- EXCERPT TO READ
== == ==
“Preserving nature and maintaining its services are critical for economic growth,” said World Bank Group President David Malpass.
- The global economy faces annual losses of $2.7 trillion by 2030 if ecological tipping points are reached.
- In its first “Economic Case for Nature” report, the World Bank called on countries to do more in protecting and restoring nature.
- The World Bank projected that 51 countries would experience an overall fall in GDP of 10-20% by the end of the decade if vital ecosystems collapsed.
- Among the hardest-hit will be Democratic Republic of Congo, Angola, Madagascar, Ethiopia, Bangladesh and Pakistan.
- Global annual spending to protect and restore nature needs to triple this decade to about $350 billion by 2030, and rise to $536 billion by 2050.
The global economy faces annual losses of $2.7 trillion by 2030 if ecological tipping points are reached and countries fail to invest more in protecting and restoring nature, the World Bank said on Thursday, calling for a greener COVID-19 recovery.
The study identified key “ecosystem services” that it said were close to tipping points, including wild pollinators and provision of food from marine fisheries and timber from native forests.
== == ==
Saved entries
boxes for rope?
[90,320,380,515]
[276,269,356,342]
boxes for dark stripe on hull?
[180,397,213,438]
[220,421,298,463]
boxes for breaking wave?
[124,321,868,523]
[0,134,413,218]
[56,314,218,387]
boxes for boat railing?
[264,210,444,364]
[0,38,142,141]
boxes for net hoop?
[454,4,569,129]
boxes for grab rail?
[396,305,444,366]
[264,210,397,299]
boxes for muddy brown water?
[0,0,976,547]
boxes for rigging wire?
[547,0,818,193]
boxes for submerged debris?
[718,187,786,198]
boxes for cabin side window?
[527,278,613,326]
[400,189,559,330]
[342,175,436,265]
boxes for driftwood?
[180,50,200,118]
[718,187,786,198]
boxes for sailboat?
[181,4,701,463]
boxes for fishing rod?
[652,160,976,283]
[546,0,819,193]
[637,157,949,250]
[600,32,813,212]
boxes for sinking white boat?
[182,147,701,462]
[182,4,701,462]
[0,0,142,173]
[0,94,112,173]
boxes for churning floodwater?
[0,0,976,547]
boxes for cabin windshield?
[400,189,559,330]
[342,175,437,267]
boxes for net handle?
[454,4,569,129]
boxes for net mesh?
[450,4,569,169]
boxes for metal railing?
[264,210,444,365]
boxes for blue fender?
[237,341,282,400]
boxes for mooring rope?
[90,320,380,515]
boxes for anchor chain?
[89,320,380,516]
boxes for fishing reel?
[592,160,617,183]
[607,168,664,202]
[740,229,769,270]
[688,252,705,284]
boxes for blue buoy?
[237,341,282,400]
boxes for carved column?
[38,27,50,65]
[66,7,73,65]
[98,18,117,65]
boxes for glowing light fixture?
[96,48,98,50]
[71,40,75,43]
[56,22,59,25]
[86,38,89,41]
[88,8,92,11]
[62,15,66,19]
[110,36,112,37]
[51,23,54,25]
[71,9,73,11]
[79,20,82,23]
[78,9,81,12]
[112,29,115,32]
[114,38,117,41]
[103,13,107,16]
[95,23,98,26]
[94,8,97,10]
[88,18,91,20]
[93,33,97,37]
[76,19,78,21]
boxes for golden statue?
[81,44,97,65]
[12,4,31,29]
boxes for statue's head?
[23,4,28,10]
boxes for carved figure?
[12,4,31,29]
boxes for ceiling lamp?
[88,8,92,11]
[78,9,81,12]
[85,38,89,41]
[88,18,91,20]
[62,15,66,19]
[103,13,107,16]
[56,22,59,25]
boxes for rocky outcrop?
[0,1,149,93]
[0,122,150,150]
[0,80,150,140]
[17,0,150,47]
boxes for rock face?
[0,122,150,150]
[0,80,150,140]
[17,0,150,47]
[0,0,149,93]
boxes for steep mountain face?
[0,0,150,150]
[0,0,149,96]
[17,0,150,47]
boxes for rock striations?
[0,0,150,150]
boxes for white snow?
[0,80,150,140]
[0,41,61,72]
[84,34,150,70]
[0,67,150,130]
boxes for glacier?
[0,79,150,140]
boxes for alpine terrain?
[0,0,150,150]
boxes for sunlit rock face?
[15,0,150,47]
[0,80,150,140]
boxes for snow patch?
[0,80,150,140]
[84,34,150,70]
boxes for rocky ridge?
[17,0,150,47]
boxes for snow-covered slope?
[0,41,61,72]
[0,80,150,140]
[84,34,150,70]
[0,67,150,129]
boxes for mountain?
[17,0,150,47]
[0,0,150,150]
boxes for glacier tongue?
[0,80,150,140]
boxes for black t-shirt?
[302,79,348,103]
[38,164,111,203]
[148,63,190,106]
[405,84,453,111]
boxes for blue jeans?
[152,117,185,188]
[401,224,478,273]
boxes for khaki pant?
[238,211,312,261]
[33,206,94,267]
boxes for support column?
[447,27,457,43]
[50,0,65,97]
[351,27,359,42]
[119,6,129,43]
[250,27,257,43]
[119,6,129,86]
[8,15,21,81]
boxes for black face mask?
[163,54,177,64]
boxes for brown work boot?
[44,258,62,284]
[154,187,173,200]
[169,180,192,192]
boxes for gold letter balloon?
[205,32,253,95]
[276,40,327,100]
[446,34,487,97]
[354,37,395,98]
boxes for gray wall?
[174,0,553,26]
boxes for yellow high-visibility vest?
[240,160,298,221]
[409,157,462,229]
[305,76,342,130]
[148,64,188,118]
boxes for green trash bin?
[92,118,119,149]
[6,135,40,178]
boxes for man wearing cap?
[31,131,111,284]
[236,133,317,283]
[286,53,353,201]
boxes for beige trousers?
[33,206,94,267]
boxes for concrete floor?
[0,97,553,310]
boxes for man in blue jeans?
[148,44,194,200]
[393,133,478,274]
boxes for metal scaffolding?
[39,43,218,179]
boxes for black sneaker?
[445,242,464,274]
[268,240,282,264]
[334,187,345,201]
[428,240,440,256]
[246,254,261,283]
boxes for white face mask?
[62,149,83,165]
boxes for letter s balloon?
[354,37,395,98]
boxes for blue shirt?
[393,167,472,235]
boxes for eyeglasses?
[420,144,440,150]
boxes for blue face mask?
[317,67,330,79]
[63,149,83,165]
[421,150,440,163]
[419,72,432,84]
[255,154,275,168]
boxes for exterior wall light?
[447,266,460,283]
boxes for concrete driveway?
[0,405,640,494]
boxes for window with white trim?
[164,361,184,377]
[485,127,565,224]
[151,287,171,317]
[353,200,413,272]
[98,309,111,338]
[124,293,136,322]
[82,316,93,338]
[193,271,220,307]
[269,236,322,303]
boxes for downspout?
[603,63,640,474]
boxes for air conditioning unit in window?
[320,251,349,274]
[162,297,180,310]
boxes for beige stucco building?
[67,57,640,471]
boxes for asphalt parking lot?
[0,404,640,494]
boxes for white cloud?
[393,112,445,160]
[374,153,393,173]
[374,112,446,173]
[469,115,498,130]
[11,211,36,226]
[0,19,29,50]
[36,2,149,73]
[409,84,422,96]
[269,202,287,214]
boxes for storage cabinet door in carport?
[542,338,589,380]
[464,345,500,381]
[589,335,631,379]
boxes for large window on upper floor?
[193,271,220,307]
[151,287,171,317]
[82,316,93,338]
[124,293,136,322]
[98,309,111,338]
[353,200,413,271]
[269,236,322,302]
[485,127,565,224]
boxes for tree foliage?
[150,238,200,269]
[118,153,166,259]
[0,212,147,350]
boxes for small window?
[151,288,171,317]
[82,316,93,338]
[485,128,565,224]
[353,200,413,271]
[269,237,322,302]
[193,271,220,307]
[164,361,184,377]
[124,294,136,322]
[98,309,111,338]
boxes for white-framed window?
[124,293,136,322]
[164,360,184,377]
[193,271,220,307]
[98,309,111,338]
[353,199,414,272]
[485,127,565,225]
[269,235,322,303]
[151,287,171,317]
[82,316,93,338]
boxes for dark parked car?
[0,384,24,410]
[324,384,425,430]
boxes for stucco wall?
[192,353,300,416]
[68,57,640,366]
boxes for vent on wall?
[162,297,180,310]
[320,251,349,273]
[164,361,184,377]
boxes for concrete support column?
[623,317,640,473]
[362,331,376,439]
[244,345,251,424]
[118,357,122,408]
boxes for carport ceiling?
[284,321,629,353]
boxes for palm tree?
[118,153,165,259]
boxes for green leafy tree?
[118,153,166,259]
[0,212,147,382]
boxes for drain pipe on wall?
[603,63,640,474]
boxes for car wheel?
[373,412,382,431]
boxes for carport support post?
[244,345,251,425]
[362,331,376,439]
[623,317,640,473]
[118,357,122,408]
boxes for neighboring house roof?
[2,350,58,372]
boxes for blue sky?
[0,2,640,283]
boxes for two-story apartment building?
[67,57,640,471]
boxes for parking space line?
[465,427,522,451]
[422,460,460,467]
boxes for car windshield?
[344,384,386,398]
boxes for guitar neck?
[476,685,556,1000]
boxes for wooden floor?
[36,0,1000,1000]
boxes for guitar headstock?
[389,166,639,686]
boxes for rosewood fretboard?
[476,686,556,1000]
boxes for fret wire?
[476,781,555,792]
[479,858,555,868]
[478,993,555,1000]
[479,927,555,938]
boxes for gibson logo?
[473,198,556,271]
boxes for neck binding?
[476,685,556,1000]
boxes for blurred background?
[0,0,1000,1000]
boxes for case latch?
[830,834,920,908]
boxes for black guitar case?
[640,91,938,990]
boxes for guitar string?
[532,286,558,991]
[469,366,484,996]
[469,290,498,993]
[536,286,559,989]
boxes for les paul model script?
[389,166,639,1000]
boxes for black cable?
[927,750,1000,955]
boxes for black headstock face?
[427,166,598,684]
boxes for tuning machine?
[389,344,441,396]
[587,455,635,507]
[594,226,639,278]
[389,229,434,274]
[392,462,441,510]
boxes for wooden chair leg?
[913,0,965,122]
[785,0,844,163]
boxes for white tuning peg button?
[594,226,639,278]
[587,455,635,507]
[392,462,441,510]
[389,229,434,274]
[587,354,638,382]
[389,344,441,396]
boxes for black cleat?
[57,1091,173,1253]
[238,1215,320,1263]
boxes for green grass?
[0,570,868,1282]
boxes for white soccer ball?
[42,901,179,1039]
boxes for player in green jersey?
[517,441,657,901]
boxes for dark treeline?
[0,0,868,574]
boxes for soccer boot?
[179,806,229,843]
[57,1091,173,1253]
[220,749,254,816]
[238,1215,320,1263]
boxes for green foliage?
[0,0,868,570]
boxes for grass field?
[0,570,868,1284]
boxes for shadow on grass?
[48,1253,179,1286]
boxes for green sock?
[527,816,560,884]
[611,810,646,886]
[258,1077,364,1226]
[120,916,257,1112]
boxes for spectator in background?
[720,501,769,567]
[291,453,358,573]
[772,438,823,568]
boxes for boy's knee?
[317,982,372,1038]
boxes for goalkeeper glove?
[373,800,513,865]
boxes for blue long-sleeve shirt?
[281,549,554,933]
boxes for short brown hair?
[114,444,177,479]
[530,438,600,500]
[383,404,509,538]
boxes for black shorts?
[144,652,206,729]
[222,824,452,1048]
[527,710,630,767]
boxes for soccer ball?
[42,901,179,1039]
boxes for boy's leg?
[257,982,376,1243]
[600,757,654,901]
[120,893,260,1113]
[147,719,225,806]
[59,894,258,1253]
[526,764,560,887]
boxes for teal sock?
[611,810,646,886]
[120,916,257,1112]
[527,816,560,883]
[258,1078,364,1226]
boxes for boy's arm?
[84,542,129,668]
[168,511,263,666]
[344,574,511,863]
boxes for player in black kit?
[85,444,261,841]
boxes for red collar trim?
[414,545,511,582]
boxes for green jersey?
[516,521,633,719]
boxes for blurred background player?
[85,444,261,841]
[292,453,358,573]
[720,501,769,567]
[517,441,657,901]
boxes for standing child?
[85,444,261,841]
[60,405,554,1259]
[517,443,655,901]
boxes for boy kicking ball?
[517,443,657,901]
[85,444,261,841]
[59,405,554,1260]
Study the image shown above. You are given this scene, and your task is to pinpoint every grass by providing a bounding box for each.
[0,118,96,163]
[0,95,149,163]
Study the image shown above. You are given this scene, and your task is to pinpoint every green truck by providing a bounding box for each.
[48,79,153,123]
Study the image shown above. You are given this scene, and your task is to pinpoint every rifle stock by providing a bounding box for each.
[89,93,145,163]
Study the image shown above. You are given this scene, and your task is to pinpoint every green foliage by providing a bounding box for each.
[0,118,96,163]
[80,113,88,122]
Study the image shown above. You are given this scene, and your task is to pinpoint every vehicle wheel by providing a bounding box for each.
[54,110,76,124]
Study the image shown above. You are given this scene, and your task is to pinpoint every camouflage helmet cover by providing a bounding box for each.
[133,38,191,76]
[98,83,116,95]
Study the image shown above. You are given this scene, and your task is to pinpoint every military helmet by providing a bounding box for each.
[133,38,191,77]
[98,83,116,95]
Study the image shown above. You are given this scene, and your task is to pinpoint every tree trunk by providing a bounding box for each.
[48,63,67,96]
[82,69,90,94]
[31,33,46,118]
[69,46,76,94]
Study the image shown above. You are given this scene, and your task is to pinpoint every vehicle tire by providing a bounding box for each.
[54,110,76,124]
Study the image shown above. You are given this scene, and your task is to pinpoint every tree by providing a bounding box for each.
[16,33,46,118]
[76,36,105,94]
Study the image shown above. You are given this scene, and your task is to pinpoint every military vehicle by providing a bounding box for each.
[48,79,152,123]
== == ==
- EXERCISE A
Copy the stretch from "- In its first" through "billion by 2050." in the World Bank nature text, replacing "decade" with "ten-year period".
- EXERCISE B
Write the next part of the World Bank nature text, beginning after its final sentence.

- FINAL ANSWER A
- In its first “Economic Case for Nature” report, the World Bank called on countries to do more in protecting and restoring nature.
- The World Bank projected that 51 countries would experience an overall fall in GDP of 10-20% by the end of the ten-year period if vital ecosystems collapsed.
- Among the hardest-hit will be Democratic Republic of Congo, Angola, Madagascar, Ethiopia, Bangladesh and Pakistan.
- Global annual spending to protect and restore nature needs to triple this ten-year period to about $350 billion by 2030, and rise to $536 billion by 2050.

- FINAL ANSWER B
“It’s not just about biodiversity – it’s about the economy. The moment to act is now,” report co-author Gianni Ruta, lead environmental economist at the World Bank, told the Thomson Reuters Foundation by phone.
Better conservation and management of natural areas, such as parks, oceans, forests and wildernesses, are seen as essential for protecting the natural systems on which humans depend and meeting targets to reduce planet-warming emissions.
Global annual spending to protect and restore nature on land needs to triple this decade to about $350 billion by 2030 and rise to $536 billion by 2050, a U.N. report said in May.
But many political leaders have yet to grasp the economic benefits of conservation, relying instead on exploitation of natural resources to lift their people out of poverty, environmentalists say.